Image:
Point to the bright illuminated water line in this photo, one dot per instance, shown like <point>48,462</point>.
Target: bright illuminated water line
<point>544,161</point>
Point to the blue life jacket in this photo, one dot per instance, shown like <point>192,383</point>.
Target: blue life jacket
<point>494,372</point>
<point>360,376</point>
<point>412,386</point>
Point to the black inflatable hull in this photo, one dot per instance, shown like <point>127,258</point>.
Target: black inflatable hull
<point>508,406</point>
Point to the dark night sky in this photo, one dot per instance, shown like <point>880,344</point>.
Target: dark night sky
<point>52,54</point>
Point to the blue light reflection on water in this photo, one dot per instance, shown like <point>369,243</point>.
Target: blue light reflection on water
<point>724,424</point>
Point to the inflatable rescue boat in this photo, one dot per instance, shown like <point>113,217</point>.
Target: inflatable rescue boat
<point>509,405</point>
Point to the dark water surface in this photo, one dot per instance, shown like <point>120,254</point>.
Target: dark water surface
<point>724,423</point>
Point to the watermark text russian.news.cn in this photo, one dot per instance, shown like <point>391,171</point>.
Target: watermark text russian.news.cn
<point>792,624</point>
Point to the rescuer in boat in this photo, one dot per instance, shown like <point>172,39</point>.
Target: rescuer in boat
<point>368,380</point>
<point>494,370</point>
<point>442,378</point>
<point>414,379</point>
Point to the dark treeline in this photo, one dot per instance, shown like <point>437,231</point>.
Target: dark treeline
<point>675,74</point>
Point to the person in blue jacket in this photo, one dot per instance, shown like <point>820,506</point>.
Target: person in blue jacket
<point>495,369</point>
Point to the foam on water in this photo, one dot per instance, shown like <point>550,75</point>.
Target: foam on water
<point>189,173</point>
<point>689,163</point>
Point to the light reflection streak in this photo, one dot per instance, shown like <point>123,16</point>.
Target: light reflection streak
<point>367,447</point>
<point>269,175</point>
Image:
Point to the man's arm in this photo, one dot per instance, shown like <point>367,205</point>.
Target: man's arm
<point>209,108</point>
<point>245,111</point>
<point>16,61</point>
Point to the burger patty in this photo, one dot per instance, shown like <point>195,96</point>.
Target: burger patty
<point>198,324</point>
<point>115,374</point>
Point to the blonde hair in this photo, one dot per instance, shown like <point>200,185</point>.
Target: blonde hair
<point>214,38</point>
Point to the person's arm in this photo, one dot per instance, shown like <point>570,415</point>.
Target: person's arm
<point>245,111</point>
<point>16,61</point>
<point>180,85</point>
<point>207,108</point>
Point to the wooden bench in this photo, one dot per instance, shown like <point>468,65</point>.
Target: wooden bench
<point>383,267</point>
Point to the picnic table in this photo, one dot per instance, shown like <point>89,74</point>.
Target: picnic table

Task brief: State the number of lines in the records that include the word "picnic", and add nothing to it.

Result of this task: 2